- **EXERCISE**
Decide whether each statement below agrees with the post on debugging ping timeouts. For each, answer yes or no and quote the words of the post that settle it.
1. The post names an epoll thread waiting on a mutex lock as a likely cause of a ping-timeout.
2. The post proposes logging the collected lock timings along with the disconnect messages.
3. The post says spin locks need no similar handling.

[Gluster-devel] debugging ping timeouts

Fri Mar 21 09:25:29 UTC 2014

hi,
    I do not think glusterfs at the moment could tell why a ping-timeout happened. And by the time a user learns that such an event happened, client would have disconnected and reconnected, so we can not debug the issue any more. One of the reasons why ping-timeouts may happen is because epoll thread is busy doing something, most probably waiting on a mutex lock. So I am thinking may be we should add some extra information before and after acquiring locks and duration of critical section executions and report them at the time of disconnect.

pseudo code:

PTHREAD_MUTEX_LOCK(lock) {
     get the current time to T1;
     pthread_mutex_lock (lock);
     get the current time T2;
     if T2-T2 is greather than already recorded time update it //may be we should also remember the xlator in which it happened.
}

PTHREAD_MUTEX_UNLOCK(lock) {
     get the current time to T3;
     pthread_mutex_unlock (lock);
     if T3-T2 is greather than already recorded time update it
}

Something similar should be done for spin_locks as well.

When a disconnect event comes this information will be logged along with disconnect messages.

If you could think of anything else please add it to the thread and we will make a call after a while to see what all can be done to debug such issues further.

Pranith

- **SUPPLIED ENTRIES**
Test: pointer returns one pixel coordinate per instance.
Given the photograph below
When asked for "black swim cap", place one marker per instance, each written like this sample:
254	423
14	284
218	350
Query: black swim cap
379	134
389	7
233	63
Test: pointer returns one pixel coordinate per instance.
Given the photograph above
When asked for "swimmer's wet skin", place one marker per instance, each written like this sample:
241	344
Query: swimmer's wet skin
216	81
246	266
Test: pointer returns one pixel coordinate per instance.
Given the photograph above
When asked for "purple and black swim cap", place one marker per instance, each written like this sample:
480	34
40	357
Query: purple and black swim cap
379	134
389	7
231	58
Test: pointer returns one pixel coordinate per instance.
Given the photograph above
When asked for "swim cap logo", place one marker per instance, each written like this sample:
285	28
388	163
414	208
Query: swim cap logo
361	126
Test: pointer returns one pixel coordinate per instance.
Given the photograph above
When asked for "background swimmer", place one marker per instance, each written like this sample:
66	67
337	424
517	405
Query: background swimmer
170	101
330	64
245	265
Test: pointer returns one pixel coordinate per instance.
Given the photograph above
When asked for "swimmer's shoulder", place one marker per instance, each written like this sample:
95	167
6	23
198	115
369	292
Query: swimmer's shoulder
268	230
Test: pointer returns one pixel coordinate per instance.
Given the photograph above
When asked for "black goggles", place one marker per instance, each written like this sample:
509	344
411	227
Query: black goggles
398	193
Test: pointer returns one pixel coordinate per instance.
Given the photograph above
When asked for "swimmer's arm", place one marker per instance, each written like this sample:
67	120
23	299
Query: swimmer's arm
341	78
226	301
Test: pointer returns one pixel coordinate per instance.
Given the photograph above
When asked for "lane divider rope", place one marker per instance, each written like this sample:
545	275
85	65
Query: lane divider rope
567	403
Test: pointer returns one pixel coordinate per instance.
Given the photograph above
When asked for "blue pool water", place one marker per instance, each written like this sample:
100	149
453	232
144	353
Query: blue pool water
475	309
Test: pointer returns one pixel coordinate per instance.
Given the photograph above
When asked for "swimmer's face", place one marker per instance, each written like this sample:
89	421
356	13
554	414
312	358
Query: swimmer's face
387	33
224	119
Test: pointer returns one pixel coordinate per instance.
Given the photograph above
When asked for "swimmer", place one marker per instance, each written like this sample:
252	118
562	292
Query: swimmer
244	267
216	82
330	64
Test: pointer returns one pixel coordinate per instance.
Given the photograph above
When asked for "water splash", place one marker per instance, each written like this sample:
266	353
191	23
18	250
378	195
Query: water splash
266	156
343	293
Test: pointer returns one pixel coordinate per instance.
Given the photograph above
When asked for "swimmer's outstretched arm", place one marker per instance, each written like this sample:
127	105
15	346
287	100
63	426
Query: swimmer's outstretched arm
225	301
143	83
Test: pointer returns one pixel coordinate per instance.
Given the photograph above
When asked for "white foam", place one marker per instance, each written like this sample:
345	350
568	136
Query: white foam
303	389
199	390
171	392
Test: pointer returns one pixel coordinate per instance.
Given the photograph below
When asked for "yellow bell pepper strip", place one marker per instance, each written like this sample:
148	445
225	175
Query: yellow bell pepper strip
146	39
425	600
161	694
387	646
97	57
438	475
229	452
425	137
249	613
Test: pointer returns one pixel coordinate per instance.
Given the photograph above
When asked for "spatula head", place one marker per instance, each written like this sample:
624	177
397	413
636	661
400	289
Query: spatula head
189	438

- **WORKED SOLUTION**
1. Yes: "most probably waiting on a mutex lock"
2. Yes: "When a disconnect event comes this information will be logged along with disconnect messages."
3. No: "Something similar should be done for spin_locks as well."